# What is expected:
An exact copy of all the records is the expected answer.

Saved entries
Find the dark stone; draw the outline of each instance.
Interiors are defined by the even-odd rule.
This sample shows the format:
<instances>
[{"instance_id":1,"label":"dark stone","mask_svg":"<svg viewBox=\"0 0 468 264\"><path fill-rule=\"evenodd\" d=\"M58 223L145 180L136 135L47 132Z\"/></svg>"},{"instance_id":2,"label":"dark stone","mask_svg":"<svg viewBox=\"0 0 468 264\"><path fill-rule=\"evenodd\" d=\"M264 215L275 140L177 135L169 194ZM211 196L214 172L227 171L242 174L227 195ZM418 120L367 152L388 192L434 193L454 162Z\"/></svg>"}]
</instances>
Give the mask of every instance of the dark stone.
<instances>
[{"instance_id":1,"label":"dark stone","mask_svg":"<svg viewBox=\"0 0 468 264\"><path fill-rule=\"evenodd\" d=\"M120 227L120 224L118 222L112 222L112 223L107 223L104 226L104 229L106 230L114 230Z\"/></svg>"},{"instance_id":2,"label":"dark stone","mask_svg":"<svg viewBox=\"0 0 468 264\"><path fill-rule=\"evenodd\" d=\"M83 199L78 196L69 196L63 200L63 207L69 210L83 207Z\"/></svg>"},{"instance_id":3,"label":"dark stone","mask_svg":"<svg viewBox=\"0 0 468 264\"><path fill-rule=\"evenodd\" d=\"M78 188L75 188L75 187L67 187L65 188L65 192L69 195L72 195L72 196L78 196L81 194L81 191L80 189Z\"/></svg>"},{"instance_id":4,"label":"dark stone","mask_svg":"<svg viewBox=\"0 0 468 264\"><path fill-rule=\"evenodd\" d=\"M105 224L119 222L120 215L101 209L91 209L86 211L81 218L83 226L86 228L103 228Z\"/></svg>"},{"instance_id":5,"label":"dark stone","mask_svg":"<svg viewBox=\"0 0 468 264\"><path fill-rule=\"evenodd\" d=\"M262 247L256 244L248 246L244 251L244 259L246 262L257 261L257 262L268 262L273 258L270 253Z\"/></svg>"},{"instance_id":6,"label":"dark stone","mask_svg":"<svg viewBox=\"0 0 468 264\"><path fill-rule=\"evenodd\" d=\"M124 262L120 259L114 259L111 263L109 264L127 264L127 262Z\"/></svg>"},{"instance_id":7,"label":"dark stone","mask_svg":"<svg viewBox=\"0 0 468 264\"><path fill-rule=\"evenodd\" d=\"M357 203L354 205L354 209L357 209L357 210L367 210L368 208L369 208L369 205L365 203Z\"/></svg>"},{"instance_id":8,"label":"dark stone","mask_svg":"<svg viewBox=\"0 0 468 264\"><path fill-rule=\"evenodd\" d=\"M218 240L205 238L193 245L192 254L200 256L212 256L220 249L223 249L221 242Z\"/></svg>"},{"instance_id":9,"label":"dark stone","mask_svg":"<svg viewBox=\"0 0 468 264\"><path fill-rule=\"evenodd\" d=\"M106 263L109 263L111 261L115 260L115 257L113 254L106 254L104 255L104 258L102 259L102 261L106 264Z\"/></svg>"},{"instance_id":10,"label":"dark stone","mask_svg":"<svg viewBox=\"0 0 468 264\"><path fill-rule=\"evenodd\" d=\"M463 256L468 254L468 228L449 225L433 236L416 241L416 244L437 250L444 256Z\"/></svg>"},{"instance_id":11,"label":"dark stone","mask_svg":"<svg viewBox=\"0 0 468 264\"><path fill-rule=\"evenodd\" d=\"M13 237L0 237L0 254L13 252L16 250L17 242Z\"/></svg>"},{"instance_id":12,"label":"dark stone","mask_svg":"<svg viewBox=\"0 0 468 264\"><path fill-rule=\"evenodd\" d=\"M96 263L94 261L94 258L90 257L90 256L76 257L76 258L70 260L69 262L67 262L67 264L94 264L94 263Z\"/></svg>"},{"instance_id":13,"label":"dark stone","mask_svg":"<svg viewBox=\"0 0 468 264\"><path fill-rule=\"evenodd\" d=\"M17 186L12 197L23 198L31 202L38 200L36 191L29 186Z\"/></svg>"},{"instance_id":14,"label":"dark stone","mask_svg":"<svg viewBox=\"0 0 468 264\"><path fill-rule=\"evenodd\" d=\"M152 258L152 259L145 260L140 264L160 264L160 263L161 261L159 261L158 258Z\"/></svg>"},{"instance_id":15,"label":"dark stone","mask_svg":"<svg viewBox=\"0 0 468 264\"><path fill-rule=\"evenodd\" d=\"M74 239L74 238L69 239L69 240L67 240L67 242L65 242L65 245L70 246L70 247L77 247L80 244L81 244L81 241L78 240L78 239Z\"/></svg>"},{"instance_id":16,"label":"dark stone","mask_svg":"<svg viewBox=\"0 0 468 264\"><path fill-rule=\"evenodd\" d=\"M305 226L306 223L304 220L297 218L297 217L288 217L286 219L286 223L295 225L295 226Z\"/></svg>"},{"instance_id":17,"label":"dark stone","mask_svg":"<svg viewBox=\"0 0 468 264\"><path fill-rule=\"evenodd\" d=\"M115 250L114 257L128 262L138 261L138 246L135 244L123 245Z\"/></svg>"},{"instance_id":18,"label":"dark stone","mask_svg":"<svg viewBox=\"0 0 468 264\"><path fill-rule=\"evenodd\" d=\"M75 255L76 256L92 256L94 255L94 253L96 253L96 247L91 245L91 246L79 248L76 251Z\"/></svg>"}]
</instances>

# Reply:
Find the dark stone; draw the outline of each instance.
Interiors are defined by the even-odd rule.
This sample shows the format:
<instances>
[{"instance_id":1,"label":"dark stone","mask_svg":"<svg viewBox=\"0 0 468 264\"><path fill-rule=\"evenodd\" d=\"M58 223L145 180L136 135L47 132Z\"/></svg>"},{"instance_id":2,"label":"dark stone","mask_svg":"<svg viewBox=\"0 0 468 264\"><path fill-rule=\"evenodd\" d=\"M264 215L275 140L177 135L169 194ZM211 196L214 172L227 171L242 174L227 195ZM418 120L367 152L388 192L434 193L454 162Z\"/></svg>"}]
</instances>
Give the mask of every instance of the dark stone.
<instances>
[{"instance_id":1,"label":"dark stone","mask_svg":"<svg viewBox=\"0 0 468 264\"><path fill-rule=\"evenodd\" d=\"M120 227L120 224L118 222L112 222L112 223L107 223L104 226L104 229L106 230L114 230Z\"/></svg>"},{"instance_id":2,"label":"dark stone","mask_svg":"<svg viewBox=\"0 0 468 264\"><path fill-rule=\"evenodd\" d=\"M83 199L78 196L69 196L63 200L63 207L69 210L83 207Z\"/></svg>"},{"instance_id":3,"label":"dark stone","mask_svg":"<svg viewBox=\"0 0 468 264\"><path fill-rule=\"evenodd\" d=\"M78 188L75 188L75 187L67 187L65 188L65 192L69 195L72 195L72 196L78 196L81 194L81 191L80 189Z\"/></svg>"},{"instance_id":4,"label":"dark stone","mask_svg":"<svg viewBox=\"0 0 468 264\"><path fill-rule=\"evenodd\" d=\"M105 224L119 222L120 215L101 209L91 209L86 211L81 218L83 226L86 228L103 228Z\"/></svg>"},{"instance_id":5,"label":"dark stone","mask_svg":"<svg viewBox=\"0 0 468 264\"><path fill-rule=\"evenodd\" d=\"M262 247L256 244L248 246L244 251L244 259L246 262L257 261L257 262L268 262L273 258L270 253Z\"/></svg>"},{"instance_id":6,"label":"dark stone","mask_svg":"<svg viewBox=\"0 0 468 264\"><path fill-rule=\"evenodd\" d=\"M124 262L120 259L114 259L111 263L109 264L127 264L127 262Z\"/></svg>"},{"instance_id":7,"label":"dark stone","mask_svg":"<svg viewBox=\"0 0 468 264\"><path fill-rule=\"evenodd\" d=\"M357 203L354 205L354 209L357 209L357 210L367 210L368 208L369 208L369 205L365 203Z\"/></svg>"},{"instance_id":8,"label":"dark stone","mask_svg":"<svg viewBox=\"0 0 468 264\"><path fill-rule=\"evenodd\" d=\"M218 240L205 238L193 245L192 254L200 256L212 256L220 249L223 249L221 242Z\"/></svg>"},{"instance_id":9,"label":"dark stone","mask_svg":"<svg viewBox=\"0 0 468 264\"><path fill-rule=\"evenodd\" d=\"M106 263L109 263L111 261L115 260L115 257L113 254L106 254L104 255L104 258L102 259L102 261L106 264Z\"/></svg>"},{"instance_id":10,"label":"dark stone","mask_svg":"<svg viewBox=\"0 0 468 264\"><path fill-rule=\"evenodd\" d=\"M463 256L468 254L468 228L449 225L433 236L416 241L416 244L437 250L444 256Z\"/></svg>"},{"instance_id":11,"label":"dark stone","mask_svg":"<svg viewBox=\"0 0 468 264\"><path fill-rule=\"evenodd\" d=\"M13 237L0 237L0 254L13 252L16 250L17 242Z\"/></svg>"},{"instance_id":12,"label":"dark stone","mask_svg":"<svg viewBox=\"0 0 468 264\"><path fill-rule=\"evenodd\" d=\"M96 263L94 261L94 258L90 257L90 256L76 257L76 258L70 260L69 262L67 262L67 264L94 264L94 263Z\"/></svg>"},{"instance_id":13,"label":"dark stone","mask_svg":"<svg viewBox=\"0 0 468 264\"><path fill-rule=\"evenodd\" d=\"M17 186L12 197L23 198L31 202L38 200L36 191L29 186Z\"/></svg>"},{"instance_id":14,"label":"dark stone","mask_svg":"<svg viewBox=\"0 0 468 264\"><path fill-rule=\"evenodd\" d=\"M152 258L152 259L145 260L140 264L160 264L160 263L161 261L159 261L158 258Z\"/></svg>"},{"instance_id":15,"label":"dark stone","mask_svg":"<svg viewBox=\"0 0 468 264\"><path fill-rule=\"evenodd\" d=\"M74 239L74 238L69 239L69 240L67 240L67 242L65 242L65 245L70 246L70 247L77 247L80 244L81 244L81 241L78 240L78 239Z\"/></svg>"},{"instance_id":16,"label":"dark stone","mask_svg":"<svg viewBox=\"0 0 468 264\"><path fill-rule=\"evenodd\" d=\"M305 226L306 223L304 220L297 218L297 217L288 217L286 219L286 223L295 225L295 226Z\"/></svg>"},{"instance_id":17,"label":"dark stone","mask_svg":"<svg viewBox=\"0 0 468 264\"><path fill-rule=\"evenodd\" d=\"M115 250L114 257L128 262L138 261L138 246L135 244L123 245Z\"/></svg>"},{"instance_id":18,"label":"dark stone","mask_svg":"<svg viewBox=\"0 0 468 264\"><path fill-rule=\"evenodd\" d=\"M75 255L76 256L92 256L94 255L94 253L96 253L96 247L91 245L91 246L79 248L76 251Z\"/></svg>"}]
</instances>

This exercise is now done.